**Assignment**
Transcribe all of the records exactly, leaving every line as it is.

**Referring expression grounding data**
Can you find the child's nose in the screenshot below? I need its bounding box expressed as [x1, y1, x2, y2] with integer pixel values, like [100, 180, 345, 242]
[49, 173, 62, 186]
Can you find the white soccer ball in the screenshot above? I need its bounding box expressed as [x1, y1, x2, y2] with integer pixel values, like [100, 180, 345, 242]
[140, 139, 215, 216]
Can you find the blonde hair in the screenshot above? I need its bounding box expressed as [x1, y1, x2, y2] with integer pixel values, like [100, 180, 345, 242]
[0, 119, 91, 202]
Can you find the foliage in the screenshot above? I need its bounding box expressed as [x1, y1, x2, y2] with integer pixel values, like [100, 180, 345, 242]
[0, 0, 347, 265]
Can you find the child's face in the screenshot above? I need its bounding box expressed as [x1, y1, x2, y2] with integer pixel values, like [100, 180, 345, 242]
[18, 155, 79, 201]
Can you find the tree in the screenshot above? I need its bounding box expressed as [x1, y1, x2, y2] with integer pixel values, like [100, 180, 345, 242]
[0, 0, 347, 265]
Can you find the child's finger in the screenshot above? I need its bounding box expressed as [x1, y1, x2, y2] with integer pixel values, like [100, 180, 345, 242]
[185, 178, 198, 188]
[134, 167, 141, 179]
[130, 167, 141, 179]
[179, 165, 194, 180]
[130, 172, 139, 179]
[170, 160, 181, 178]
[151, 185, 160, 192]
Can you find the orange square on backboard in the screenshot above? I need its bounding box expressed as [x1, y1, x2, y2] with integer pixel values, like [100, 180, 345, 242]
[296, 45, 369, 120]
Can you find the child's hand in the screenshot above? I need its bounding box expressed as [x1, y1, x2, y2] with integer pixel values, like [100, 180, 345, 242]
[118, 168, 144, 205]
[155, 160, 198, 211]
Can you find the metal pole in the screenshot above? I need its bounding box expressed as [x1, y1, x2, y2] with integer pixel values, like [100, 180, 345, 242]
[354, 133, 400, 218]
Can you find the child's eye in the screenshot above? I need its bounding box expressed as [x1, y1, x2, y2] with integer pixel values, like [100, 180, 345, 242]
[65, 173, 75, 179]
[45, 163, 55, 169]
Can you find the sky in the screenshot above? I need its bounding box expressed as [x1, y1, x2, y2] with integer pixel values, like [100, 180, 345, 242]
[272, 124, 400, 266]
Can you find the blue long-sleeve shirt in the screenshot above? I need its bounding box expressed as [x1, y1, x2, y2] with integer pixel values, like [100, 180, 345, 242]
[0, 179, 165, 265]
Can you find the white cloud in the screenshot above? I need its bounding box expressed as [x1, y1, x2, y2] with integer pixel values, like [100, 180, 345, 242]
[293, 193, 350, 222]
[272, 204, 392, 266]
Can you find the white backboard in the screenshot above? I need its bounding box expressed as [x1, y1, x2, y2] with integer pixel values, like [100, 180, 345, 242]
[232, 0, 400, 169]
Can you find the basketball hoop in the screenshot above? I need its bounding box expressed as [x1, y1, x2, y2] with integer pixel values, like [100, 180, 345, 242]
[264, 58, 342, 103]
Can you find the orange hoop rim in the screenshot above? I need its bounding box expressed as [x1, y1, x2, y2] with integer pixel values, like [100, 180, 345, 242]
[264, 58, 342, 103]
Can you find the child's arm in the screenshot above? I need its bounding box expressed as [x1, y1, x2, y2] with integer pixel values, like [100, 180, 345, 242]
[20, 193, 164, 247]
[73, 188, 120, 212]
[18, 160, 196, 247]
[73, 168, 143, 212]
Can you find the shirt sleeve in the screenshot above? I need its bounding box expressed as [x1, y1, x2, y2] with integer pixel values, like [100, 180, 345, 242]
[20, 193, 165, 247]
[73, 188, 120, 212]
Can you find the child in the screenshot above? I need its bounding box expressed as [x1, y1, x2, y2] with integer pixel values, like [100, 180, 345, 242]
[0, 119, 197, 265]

**Reply**
Can you find the child's nose in the screenshot below? I need its bounding box expressed as [x1, y1, x2, y2] with integer pixel values, like [100, 180, 345, 242]
[49, 173, 62, 186]
Can you find the white soccer ball in the screenshot above? I need its bounding box expressed as [x1, y1, x2, y2] with integer pixel values, like [100, 180, 345, 242]
[140, 139, 215, 216]
Can you find the blonde hair in the screenshot above? I need its bounding box expressed as [x1, y1, x2, y2] with integer pixel values, like [100, 180, 345, 242]
[0, 119, 91, 202]
Can you find the foliage in the screenshot above? I need its bounding box expressed as [x1, y1, x2, y2] with integer pixel values, like [100, 180, 345, 242]
[0, 0, 347, 265]
Can you find the child's face in the screenshot above? I need its bounding box expressed as [x1, y1, x2, y2] with integer pixel values, like [100, 180, 345, 242]
[18, 155, 79, 201]
Can you find the tree in the screenshot above? I need its bounding box expressed as [x1, y1, x2, y2] with integer pixel values, like [100, 180, 345, 242]
[0, 0, 347, 265]
Can you find the child's finger in the screenshot above? I need its bounding box expressed as [x1, y1, x2, y2] with integer pixel values, like [100, 180, 345, 242]
[185, 178, 198, 188]
[134, 167, 141, 179]
[130, 167, 141, 179]
[179, 165, 194, 180]
[130, 172, 139, 179]
[170, 160, 181, 178]
[151, 185, 160, 192]
Can you find the orange square on backboard in the screenshot above? I need its bounding box expressed as [x1, y1, x2, y2] with integer pixel values, like [100, 180, 345, 242]
[296, 45, 369, 120]
Can you find the child's hand in the screenshot above? I need its bounding box expressed as [x1, y1, x2, y2] with integer pixel values, like [100, 180, 345, 242]
[118, 168, 144, 205]
[155, 160, 198, 211]
Can you find the metal pole in the screenshot above? I need its bounding box expressed as [x1, y1, x2, y2] with integer pixel values, like [100, 180, 345, 242]
[354, 133, 400, 218]
Can you find the child's eye in the screenshot above? I need its bounding box expressed as [x1, y1, x2, y2] with integer pixel values, like [100, 180, 345, 242]
[65, 173, 75, 179]
[45, 163, 55, 169]
Can you find the sky in the screenshot above? I need its bounding box expressed as [x1, y1, x2, y2] with integer pixel values, like [100, 180, 345, 242]
[272, 124, 400, 266]
Can you find the blue long-sleeve shirt in the screenshot above? I need its bounding box expressed as [x1, y1, x2, y2] with integer pixel values, like [100, 180, 345, 242]
[0, 179, 165, 265]
Can you find the white cloud in the screenshot above? I need its bounding box expressed as [x1, y1, x2, y2] with integer pixel values, like [100, 180, 345, 242]
[293, 193, 350, 222]
[272, 204, 392, 266]
Can you find the white backboard in the screenshot above? I need its bounding box expressed as [x1, y1, x2, y2] with integer pixel values, like [100, 180, 345, 242]
[232, 0, 400, 169]
Can you find the basketball hoop in the screenshot above? I need its bounding box expressed as [x1, y1, x2, y2] with integer pixel values, like [100, 180, 345, 242]
[264, 58, 342, 103]
Can you find the orange hoop rim in the screenshot above? I need its bounding box expressed as [x1, y1, x2, y2] with integer pixel values, like [100, 180, 345, 242]
[264, 58, 342, 103]
Can you find the child's arm in the screenshot above? I need its bounding box expressed as [x1, y1, x2, y2] with integer pixel values, like [100, 180, 345, 242]
[20, 193, 164, 247]
[73, 188, 120, 212]
[18, 160, 196, 247]
[73, 168, 143, 212]
Can you find the shirt sleeve in the screenshot above? I need its bounding box expressed as [x1, y1, x2, y2] with integer pixel values, like [100, 180, 345, 242]
[20, 193, 165, 247]
[73, 188, 120, 212]
Can you find the child in the screenshot above? I need its bounding box expressed as [x1, y1, x2, y2] with integer pixel values, like [100, 180, 345, 242]
[0, 119, 197, 265]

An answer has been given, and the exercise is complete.